=== WHAT IS NEEDED ===
Filter the records below, keeping only the lines that contain the string "clothing". Case counts, so keep only the lines where the letters match in case.

[Object position labeling records]

>> BEGIN

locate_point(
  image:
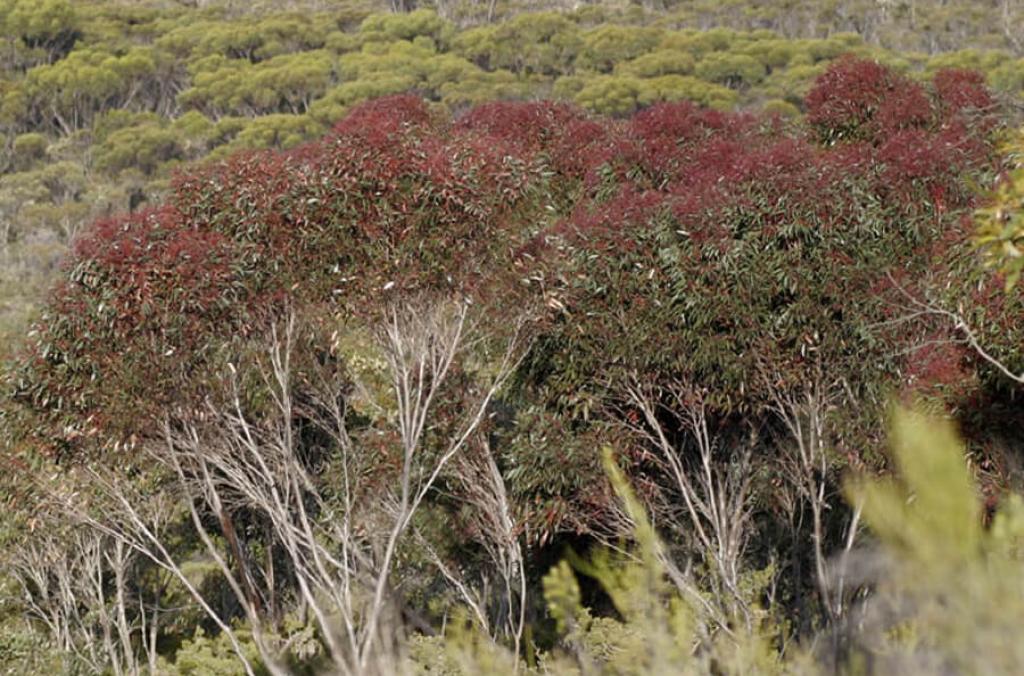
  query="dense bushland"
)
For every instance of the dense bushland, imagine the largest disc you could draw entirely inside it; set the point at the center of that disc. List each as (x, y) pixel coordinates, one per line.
(101, 100)
(326, 403)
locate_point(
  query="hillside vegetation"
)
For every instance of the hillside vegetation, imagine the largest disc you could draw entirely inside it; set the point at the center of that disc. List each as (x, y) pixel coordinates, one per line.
(99, 101)
(497, 338)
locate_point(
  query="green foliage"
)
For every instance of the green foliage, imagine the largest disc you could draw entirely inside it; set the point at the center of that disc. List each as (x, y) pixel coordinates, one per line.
(931, 514)
(951, 599)
(1000, 229)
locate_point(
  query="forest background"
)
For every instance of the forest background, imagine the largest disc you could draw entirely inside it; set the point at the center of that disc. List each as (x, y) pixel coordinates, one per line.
(641, 472)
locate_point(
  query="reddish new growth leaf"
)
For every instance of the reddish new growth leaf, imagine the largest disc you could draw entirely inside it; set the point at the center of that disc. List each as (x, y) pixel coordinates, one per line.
(397, 199)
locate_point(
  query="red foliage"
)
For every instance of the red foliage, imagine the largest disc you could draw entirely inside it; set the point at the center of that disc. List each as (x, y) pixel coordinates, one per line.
(862, 99)
(960, 90)
(395, 197)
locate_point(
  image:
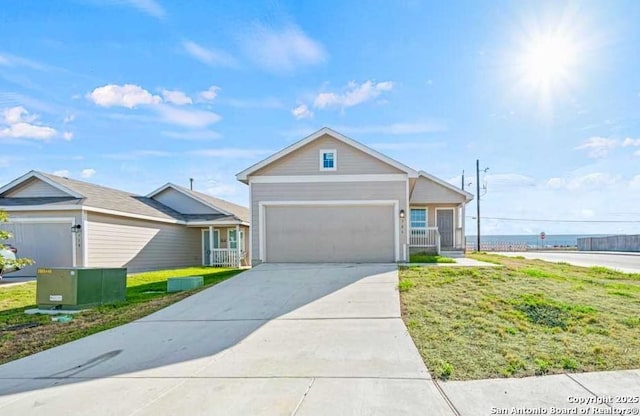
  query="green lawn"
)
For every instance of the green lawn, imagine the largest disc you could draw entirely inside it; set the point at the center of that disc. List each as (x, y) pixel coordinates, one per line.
(22, 335)
(526, 318)
(429, 258)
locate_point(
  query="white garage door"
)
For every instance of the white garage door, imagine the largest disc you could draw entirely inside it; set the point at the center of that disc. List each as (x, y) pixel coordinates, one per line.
(305, 234)
(49, 244)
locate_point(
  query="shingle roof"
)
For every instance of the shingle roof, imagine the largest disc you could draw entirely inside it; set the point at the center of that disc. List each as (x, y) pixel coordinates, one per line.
(98, 196)
(102, 197)
(240, 212)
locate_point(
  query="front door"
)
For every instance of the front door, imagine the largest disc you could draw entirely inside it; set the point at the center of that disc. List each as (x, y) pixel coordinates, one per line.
(445, 227)
(206, 245)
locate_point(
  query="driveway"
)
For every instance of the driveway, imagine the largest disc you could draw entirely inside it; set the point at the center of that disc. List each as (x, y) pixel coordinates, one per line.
(275, 340)
(624, 262)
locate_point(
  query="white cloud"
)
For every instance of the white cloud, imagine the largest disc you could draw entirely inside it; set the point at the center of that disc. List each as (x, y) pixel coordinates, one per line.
(231, 153)
(352, 95)
(509, 179)
(149, 7)
(282, 50)
(62, 172)
(209, 94)
(20, 125)
(269, 102)
(192, 135)
(127, 95)
(208, 56)
(598, 147)
(87, 173)
(588, 182)
(630, 142)
(302, 111)
(397, 129)
(189, 118)
(176, 97)
(138, 154)
(17, 114)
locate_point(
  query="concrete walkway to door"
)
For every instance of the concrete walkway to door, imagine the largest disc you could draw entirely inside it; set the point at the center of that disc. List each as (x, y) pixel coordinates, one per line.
(275, 340)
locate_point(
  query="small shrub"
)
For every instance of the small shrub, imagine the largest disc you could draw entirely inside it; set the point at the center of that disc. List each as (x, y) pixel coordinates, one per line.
(545, 314)
(405, 285)
(632, 322)
(445, 370)
(569, 364)
(542, 366)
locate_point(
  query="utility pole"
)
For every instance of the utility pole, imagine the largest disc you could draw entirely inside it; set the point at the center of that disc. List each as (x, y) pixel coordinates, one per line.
(478, 200)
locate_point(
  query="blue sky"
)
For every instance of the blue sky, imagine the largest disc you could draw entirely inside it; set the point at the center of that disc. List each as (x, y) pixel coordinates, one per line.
(135, 93)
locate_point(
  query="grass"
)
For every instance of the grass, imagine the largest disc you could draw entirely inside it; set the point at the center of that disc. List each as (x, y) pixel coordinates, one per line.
(22, 335)
(528, 317)
(429, 258)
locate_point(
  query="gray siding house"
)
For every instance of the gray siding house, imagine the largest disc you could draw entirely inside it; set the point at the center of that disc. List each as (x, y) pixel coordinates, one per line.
(329, 198)
(61, 222)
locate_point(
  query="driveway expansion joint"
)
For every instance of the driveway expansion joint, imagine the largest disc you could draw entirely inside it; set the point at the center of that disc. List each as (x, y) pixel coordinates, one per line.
(586, 388)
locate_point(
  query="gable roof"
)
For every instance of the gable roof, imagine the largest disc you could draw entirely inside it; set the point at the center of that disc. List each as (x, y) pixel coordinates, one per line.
(44, 178)
(244, 175)
(226, 207)
(102, 198)
(467, 195)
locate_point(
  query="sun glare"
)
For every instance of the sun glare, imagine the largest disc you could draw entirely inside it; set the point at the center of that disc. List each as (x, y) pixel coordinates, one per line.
(548, 60)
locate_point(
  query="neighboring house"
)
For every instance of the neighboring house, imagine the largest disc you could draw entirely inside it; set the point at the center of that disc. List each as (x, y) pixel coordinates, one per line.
(328, 198)
(61, 222)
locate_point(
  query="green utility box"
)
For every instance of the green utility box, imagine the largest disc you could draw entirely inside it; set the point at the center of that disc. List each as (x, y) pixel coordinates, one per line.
(80, 287)
(177, 284)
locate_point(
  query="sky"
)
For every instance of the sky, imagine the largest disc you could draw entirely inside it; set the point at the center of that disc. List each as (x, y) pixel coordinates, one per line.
(132, 94)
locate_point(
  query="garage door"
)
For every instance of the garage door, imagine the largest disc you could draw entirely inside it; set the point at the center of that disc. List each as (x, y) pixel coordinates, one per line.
(302, 234)
(49, 244)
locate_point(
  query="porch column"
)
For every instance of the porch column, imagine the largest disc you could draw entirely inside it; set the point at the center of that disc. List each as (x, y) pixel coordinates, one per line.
(238, 243)
(463, 234)
(211, 245)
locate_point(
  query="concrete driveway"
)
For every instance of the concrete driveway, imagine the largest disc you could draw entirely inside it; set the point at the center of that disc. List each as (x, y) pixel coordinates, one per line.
(624, 262)
(275, 340)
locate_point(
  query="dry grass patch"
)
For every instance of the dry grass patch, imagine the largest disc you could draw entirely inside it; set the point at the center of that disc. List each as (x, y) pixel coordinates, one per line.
(529, 317)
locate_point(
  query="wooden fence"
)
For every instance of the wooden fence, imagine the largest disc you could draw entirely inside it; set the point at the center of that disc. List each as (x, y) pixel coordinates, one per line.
(611, 243)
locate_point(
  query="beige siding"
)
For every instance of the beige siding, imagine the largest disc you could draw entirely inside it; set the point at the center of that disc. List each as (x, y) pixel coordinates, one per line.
(306, 161)
(324, 191)
(330, 234)
(76, 216)
(182, 203)
(36, 188)
(426, 191)
(141, 245)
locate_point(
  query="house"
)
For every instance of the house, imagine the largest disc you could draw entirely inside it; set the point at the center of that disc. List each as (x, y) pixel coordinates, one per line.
(62, 222)
(328, 198)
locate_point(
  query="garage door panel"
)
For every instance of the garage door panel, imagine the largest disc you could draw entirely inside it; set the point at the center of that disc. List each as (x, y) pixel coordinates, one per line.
(49, 244)
(329, 234)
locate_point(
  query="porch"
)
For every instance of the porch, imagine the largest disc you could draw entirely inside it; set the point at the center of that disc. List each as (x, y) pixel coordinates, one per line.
(436, 229)
(225, 246)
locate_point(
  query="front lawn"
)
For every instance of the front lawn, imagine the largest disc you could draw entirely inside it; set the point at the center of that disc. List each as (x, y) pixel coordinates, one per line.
(22, 335)
(527, 318)
(429, 258)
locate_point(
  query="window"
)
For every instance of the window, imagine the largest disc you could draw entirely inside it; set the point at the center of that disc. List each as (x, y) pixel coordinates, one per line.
(418, 218)
(232, 240)
(328, 159)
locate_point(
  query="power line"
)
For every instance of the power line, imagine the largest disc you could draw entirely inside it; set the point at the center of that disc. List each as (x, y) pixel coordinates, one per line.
(540, 220)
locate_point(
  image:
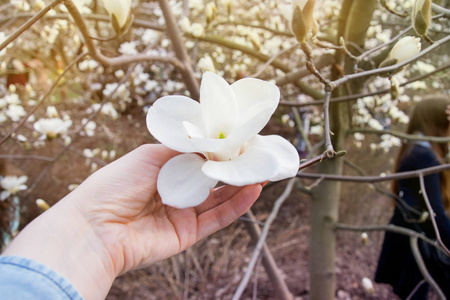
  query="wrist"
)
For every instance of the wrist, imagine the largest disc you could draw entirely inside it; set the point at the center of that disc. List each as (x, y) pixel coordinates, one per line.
(62, 239)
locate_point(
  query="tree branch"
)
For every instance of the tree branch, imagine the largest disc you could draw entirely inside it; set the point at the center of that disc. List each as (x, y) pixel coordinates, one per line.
(267, 259)
(371, 179)
(423, 269)
(44, 98)
(276, 207)
(431, 213)
(113, 61)
(390, 69)
(29, 23)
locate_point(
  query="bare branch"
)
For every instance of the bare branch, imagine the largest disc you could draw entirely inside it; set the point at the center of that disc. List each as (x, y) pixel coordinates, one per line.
(396, 176)
(411, 137)
(29, 23)
(276, 207)
(393, 68)
(180, 50)
(26, 157)
(113, 61)
(362, 95)
(423, 269)
(267, 259)
(431, 213)
(391, 228)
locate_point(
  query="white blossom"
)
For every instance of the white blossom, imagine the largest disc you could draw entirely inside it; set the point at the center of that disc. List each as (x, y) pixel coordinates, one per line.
(11, 185)
(224, 128)
(52, 127)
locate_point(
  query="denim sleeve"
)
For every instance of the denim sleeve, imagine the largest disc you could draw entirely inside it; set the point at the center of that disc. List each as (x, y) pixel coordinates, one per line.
(23, 278)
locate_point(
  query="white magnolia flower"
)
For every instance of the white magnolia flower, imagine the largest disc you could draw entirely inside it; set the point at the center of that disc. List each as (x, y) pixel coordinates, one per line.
(52, 112)
(11, 185)
(52, 127)
(219, 137)
(119, 9)
(404, 49)
(206, 64)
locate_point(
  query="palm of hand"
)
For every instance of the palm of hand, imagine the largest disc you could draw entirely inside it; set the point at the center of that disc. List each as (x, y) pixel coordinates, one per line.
(132, 223)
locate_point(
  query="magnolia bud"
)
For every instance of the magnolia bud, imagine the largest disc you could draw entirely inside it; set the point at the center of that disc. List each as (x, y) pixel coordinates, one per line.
(43, 206)
(365, 238)
(421, 17)
(394, 89)
(119, 11)
(368, 285)
(302, 19)
(210, 12)
(404, 49)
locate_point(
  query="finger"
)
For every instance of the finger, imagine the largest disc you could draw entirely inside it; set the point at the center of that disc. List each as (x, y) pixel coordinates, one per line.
(223, 215)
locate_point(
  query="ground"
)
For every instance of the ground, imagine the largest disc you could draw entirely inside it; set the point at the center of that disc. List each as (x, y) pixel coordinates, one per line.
(213, 268)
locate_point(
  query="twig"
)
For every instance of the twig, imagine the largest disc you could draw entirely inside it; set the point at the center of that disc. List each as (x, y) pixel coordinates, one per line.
(91, 17)
(269, 62)
(243, 284)
(326, 119)
(180, 50)
(113, 61)
(415, 289)
(390, 69)
(431, 213)
(267, 259)
(26, 157)
(29, 23)
(396, 176)
(411, 137)
(390, 228)
(44, 98)
(362, 95)
(423, 269)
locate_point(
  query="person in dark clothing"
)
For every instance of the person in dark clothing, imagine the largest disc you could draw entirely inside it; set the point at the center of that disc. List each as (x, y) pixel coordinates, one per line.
(397, 265)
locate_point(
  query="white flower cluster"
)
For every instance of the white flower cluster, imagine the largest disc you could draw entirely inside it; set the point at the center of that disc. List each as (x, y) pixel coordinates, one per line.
(11, 185)
(11, 107)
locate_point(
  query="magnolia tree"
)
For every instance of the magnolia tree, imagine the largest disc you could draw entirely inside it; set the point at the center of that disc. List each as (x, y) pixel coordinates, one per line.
(340, 67)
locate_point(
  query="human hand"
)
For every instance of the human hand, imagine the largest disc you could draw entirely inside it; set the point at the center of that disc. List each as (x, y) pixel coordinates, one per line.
(115, 222)
(123, 207)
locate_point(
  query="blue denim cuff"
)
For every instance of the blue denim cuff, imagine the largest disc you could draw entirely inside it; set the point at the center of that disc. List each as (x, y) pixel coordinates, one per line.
(23, 278)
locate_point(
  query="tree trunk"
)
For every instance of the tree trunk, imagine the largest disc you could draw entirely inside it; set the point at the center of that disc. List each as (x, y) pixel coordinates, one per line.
(354, 20)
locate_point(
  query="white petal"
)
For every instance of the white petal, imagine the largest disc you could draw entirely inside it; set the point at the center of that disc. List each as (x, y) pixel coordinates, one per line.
(253, 166)
(218, 105)
(181, 183)
(283, 150)
(165, 121)
(266, 158)
(256, 119)
(256, 101)
(200, 142)
(250, 93)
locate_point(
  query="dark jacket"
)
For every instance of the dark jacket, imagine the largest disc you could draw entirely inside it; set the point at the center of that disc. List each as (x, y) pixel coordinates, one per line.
(396, 265)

>> END

=== TASK ANSWER ===
  query="person in dark clothing"
For every instance of the person in dark clothing, imagine the largest disc you could draw entirely inside it; set the point at the center of that disc. List each as (x, y) pixel coordinates, one per line.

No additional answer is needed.